■ OBJECTIVE ■
Return, word for word, the part of the text on the quotation from Jerome's commentary on Amos that runs from "Jerome is, then, simply" up to and including "bent on condemnation.".

An interesting quote came my way on Twitter:

God hates the sacrifices of these [i.e., heretics] and pushes them away from Himself, and whenever they come together in the name of the Lord, He abhors their stench, and holds His nose…

Fortunately the tweeter had a reference:

Comment in Amos Proph, P.L. 25 1053-1054.

Those are dramatic words.  But the first question with any quotation is the same: is it accurate?

The PL 25 is online, and col. 1053 is here (or here).  As soon as we open it, and find ourselves in the Commentary on Amos (Commentariorum In Amos Prophetam Libri Tres), book 2, chapter 5, we find that the context is the well-known words of God through Amos, vv. 21-22, to the corrupt Israelites, “I hate your festivals…”.

The words are these (1053 D):

Horum Deus odit sacrificia, et a se projicit, et quotiescumque sub nomine Domini fuerint congregati, detestatur foetorum eorum, et claudit nares suas.

Jerome is, then, simply addressing the words of Amos to the heretics also, and with good reason.

The phrasing is shocking to our polite sensibilities.  We tend to think of “heretics” as us: people of sincerity and goodwill, who merely happen to hold some mistaken opinion, perhaps even unknowingly, and are sought out by malicious and narrow-minded people bent on condemnation.

■ RAW DATA ■

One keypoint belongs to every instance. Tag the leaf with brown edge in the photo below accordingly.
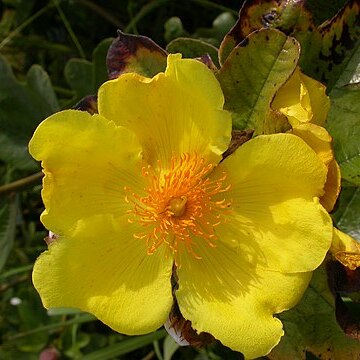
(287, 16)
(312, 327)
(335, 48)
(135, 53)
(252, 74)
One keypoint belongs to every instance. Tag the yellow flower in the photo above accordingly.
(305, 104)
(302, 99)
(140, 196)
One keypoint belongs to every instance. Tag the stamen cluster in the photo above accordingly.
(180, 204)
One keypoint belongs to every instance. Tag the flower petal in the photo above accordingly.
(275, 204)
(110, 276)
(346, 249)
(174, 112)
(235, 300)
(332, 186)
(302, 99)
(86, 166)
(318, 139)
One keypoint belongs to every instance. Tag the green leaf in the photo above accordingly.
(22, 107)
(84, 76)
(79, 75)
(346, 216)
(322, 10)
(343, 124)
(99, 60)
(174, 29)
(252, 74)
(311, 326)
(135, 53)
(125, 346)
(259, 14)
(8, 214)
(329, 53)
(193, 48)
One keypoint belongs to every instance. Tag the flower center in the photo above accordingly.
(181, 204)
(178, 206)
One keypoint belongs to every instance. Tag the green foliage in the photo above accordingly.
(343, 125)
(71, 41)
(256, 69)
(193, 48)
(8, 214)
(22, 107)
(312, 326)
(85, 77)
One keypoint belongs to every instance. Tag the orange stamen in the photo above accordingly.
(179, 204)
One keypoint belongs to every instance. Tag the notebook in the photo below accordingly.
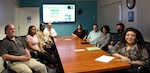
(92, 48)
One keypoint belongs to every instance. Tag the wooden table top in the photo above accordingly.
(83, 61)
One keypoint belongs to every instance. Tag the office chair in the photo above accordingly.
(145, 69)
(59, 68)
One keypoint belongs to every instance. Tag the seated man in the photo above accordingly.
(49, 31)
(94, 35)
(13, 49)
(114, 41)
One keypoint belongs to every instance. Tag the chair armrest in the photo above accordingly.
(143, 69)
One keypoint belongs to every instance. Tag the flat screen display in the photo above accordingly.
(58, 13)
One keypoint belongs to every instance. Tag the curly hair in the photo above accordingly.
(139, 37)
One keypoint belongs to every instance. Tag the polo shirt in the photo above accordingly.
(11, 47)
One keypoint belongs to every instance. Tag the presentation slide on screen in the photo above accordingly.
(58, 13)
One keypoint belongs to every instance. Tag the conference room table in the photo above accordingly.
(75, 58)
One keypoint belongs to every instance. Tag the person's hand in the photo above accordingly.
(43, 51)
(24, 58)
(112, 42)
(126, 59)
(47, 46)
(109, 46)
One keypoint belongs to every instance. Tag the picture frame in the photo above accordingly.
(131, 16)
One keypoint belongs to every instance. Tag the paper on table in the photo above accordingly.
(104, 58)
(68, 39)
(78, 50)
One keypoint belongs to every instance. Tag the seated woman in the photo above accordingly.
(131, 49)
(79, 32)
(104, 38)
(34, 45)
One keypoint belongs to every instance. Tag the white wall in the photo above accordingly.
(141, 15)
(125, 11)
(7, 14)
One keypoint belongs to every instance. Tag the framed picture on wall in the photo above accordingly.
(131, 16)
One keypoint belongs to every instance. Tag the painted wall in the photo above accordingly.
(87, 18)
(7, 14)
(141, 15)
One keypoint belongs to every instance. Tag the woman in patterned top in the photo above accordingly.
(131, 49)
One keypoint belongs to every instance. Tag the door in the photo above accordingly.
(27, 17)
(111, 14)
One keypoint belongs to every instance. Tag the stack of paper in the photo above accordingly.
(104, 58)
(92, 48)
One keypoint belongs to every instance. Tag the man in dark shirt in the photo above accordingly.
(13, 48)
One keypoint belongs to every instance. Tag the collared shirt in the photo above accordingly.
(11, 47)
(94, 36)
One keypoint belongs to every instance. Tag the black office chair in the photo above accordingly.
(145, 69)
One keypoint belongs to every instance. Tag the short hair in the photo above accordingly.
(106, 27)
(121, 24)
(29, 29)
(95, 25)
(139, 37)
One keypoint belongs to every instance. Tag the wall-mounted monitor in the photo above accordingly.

■ RESPONSE TO THE TASK ■
Jerome is, then, simply addressing the words of Amos to the heretics also, and with good reason.

The phrasing is shocking to our polite sensibilities.  We tend to think of “heretics” as us: people of sincerity and goodwill, who merely happen to hold some mistaken opinion, perhaps even unknowingly, and are sought out by malicious and narrow-minded people bent on condemnation.